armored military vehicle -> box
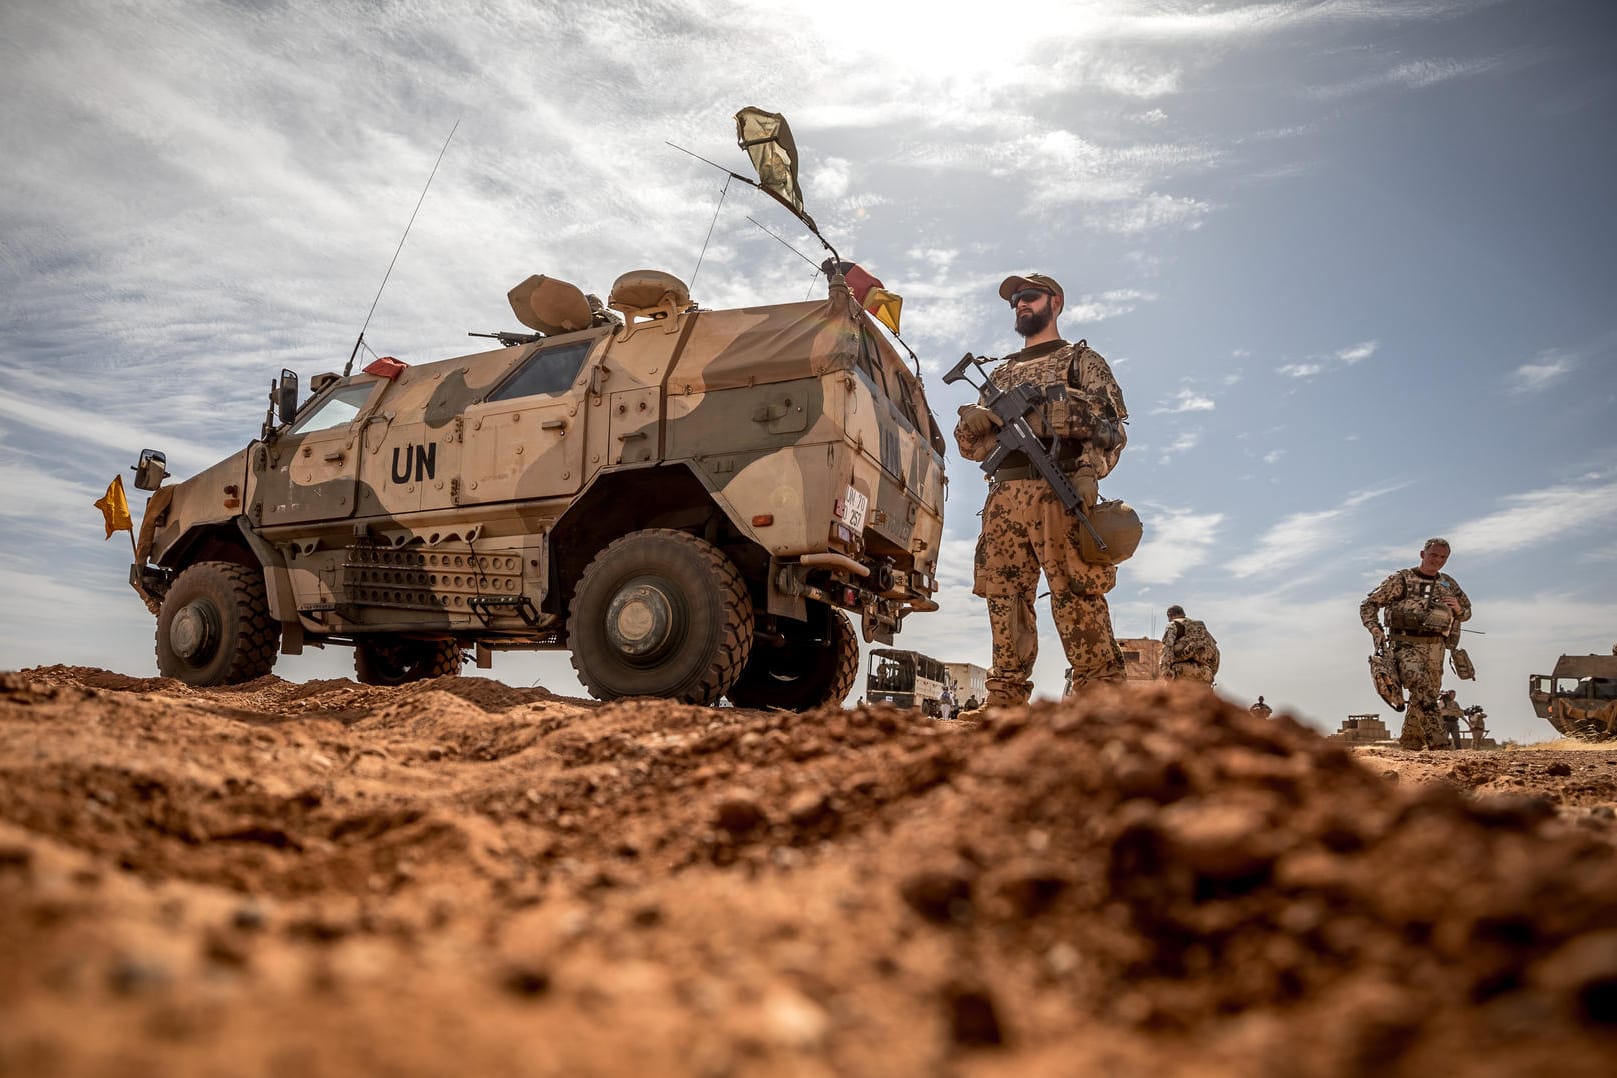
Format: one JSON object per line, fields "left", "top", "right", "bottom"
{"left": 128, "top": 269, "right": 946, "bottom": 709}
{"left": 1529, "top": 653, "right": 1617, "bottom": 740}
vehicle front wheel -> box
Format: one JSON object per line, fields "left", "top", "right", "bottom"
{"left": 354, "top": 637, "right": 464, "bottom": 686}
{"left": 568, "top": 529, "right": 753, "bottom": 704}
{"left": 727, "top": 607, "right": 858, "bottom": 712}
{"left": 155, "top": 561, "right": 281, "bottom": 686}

......

## To do
Your job is to repeat the data exactly, leaving each picture out.

## Output for this exercise
armored military vehicle -> box
Format: one JSON object per line, fields "left", "top", "right", "bottom"
{"left": 128, "top": 269, "right": 946, "bottom": 709}
{"left": 1529, "top": 653, "right": 1617, "bottom": 740}
vehicle front wheel -> box
Format: one JSON object per line, fields "left", "top", "right", "bottom"
{"left": 354, "top": 637, "right": 464, "bottom": 686}
{"left": 568, "top": 529, "right": 753, "bottom": 704}
{"left": 727, "top": 607, "right": 858, "bottom": 712}
{"left": 155, "top": 561, "right": 281, "bottom": 686}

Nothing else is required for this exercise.